Task description - Reproduce every one of the following records verbatim, preserving each line without alteration.

Dataset records -
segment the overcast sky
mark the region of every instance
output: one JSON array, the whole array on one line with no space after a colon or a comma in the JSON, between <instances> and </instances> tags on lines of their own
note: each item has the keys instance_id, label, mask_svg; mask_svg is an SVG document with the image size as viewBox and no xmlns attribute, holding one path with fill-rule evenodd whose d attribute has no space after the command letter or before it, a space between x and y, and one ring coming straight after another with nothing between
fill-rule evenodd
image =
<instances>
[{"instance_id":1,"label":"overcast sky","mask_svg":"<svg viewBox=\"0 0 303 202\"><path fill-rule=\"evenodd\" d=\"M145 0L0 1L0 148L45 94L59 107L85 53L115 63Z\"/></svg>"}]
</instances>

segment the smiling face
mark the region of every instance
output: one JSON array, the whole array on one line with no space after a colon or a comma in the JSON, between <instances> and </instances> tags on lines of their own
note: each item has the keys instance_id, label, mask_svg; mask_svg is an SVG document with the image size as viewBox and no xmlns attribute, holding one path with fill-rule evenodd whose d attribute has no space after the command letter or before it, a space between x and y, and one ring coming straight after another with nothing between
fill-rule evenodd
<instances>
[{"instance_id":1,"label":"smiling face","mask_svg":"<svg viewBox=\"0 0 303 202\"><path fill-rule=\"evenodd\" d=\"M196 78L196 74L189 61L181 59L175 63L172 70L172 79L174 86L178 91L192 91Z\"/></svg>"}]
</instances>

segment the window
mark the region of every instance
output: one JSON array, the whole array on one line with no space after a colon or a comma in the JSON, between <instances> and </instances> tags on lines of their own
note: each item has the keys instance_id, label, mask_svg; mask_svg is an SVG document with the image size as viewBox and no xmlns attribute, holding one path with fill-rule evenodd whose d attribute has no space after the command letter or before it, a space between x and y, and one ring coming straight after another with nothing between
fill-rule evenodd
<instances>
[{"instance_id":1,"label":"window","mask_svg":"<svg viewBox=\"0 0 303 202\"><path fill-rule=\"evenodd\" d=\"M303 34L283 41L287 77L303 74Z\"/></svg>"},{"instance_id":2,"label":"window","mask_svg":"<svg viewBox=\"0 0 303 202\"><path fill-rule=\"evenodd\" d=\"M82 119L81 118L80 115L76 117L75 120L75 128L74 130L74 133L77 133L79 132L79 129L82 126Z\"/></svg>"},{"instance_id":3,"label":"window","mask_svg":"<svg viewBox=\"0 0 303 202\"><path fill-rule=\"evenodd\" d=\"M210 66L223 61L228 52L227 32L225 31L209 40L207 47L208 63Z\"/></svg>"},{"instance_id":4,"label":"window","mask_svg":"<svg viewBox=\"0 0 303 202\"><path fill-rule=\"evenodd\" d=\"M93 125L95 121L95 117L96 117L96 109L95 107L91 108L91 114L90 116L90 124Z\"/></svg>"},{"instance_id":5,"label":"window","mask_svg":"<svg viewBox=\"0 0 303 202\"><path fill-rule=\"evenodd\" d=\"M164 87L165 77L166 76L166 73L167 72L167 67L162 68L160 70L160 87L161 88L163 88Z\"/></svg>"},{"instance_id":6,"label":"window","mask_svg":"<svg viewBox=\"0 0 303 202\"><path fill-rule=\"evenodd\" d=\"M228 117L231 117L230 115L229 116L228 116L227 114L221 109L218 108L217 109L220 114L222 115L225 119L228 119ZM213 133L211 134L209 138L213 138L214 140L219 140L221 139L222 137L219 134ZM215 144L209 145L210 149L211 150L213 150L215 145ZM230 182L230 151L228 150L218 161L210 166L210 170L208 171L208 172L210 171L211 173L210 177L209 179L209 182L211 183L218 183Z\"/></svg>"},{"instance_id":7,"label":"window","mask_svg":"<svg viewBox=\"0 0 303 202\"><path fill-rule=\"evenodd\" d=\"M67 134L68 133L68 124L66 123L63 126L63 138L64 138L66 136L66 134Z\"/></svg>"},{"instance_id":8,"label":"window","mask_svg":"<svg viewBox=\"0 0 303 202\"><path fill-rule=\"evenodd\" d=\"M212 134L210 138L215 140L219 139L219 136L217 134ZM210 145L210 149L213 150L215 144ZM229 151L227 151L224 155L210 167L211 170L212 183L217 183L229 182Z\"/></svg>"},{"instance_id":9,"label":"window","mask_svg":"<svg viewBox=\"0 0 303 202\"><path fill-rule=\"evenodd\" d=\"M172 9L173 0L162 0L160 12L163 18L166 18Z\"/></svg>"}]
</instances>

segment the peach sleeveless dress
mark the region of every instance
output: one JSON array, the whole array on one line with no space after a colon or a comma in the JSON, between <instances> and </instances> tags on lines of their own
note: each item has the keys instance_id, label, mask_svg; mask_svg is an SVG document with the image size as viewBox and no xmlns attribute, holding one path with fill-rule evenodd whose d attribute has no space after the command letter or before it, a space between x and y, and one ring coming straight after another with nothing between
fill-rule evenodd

Response to the exercise -
segment the overcast sky
mark the region of every instance
output: one JSON array, the whole array on one line with no space after a colon or a comma in the JSON, between <instances> and </instances> tags on lines of their own
note: each item has the keys instance_id, label, mask_svg; mask_svg is an SVG document with the image size as viewBox and no xmlns attribute, holding one path with fill-rule evenodd whose d attribute has no space after the command letter or before it, a space between x and y, and one ring coming straight after another with nothing between
fill-rule evenodd
image =
<instances>
[{"instance_id":1,"label":"overcast sky","mask_svg":"<svg viewBox=\"0 0 303 202\"><path fill-rule=\"evenodd\" d=\"M145 0L0 1L0 148L45 94L59 107L85 53L115 63Z\"/></svg>"}]
</instances>

segment the smiling face
mark the region of every instance
output: one JSON array, the whole array on one line with no space after a colon or a comma in the JSON, between <instances> and </instances> tags on lines of their own
note: each item has the keys instance_id, label, mask_svg; mask_svg is an SVG document with the image size as viewBox and no xmlns attribute, holding one path with fill-rule evenodd whose d attribute has no space after the command letter or before it, a space between x and y, and one ring coming straight after another with nothing between
fill-rule evenodd
<instances>
[{"instance_id":1,"label":"smiling face","mask_svg":"<svg viewBox=\"0 0 303 202\"><path fill-rule=\"evenodd\" d=\"M196 78L196 74L189 61L181 59L175 63L172 70L172 79L174 86L178 91L192 91Z\"/></svg>"}]
</instances>

segment the window
mark the region of every instance
output: one JSON array, the whole array on one line with no space after a colon or a comma in the JSON, between <instances> and </instances> tags on lines of their own
note: each item has the keys instance_id, label, mask_svg; mask_svg is an SVG document with the image size as viewBox and no xmlns attribute, holding one path with fill-rule evenodd whose d attribute has no space after the command letter or before it, a space between x and y, and one ring coming straight after another with nothing between
fill-rule evenodd
<instances>
[{"instance_id":1,"label":"window","mask_svg":"<svg viewBox=\"0 0 303 202\"><path fill-rule=\"evenodd\" d=\"M303 34L283 41L287 77L303 74Z\"/></svg>"},{"instance_id":2,"label":"window","mask_svg":"<svg viewBox=\"0 0 303 202\"><path fill-rule=\"evenodd\" d=\"M82 119L81 118L80 115L76 117L75 120L75 128L74 130L74 133L77 133L79 132L79 129L82 126Z\"/></svg>"},{"instance_id":3,"label":"window","mask_svg":"<svg viewBox=\"0 0 303 202\"><path fill-rule=\"evenodd\" d=\"M210 66L223 61L228 52L227 32L225 31L209 40L207 47L208 63Z\"/></svg>"},{"instance_id":4,"label":"window","mask_svg":"<svg viewBox=\"0 0 303 202\"><path fill-rule=\"evenodd\" d=\"M93 125L95 121L95 117L96 117L96 109L95 107L91 108L91 114L90 116L90 124Z\"/></svg>"},{"instance_id":5,"label":"window","mask_svg":"<svg viewBox=\"0 0 303 202\"><path fill-rule=\"evenodd\" d=\"M164 87L165 77L166 76L166 73L167 72L167 67L162 68L160 70L160 87L161 88L163 88Z\"/></svg>"},{"instance_id":6,"label":"window","mask_svg":"<svg viewBox=\"0 0 303 202\"><path fill-rule=\"evenodd\" d=\"M228 117L231 117L230 115L229 116L228 116L227 114L221 109L218 108L217 109L220 114L222 115L225 119L228 119ZM213 133L211 134L209 138L213 138L214 140L219 140L221 139L222 137L219 134ZM215 144L209 145L210 149L211 150L213 150L215 145ZM230 182L230 151L228 150L218 161L210 166L210 170L208 171L208 172L210 171L211 173L210 177L209 179L209 182L211 183L218 183Z\"/></svg>"},{"instance_id":7,"label":"window","mask_svg":"<svg viewBox=\"0 0 303 202\"><path fill-rule=\"evenodd\" d=\"M67 134L68 133L68 124L66 123L63 126L63 138L64 138L66 136L66 134Z\"/></svg>"},{"instance_id":8,"label":"window","mask_svg":"<svg viewBox=\"0 0 303 202\"><path fill-rule=\"evenodd\" d=\"M212 134L210 138L215 140L219 139L219 136L217 134ZM210 145L210 149L213 150L215 144ZM229 151L227 151L224 155L210 167L211 170L212 183L217 183L229 182Z\"/></svg>"},{"instance_id":9,"label":"window","mask_svg":"<svg viewBox=\"0 0 303 202\"><path fill-rule=\"evenodd\" d=\"M172 9L173 0L162 0L160 12L163 18L166 18Z\"/></svg>"}]
</instances>

segment the peach sleeveless dress
mark the region of every instance
output: one JSON array, the whole array on one line with no space after a colon or a comma in the JSON, between <instances> and </instances> tags on lines of their own
note: each item has the keys instance_id, label, mask_svg; mask_svg is an SVG document with the image size as viewBox and no xmlns attribute, holding one path with fill-rule evenodd whose d attribute has no space after the command letter or before it, a space between x and y, and one ring coming straight after another with nothing between
fill-rule evenodd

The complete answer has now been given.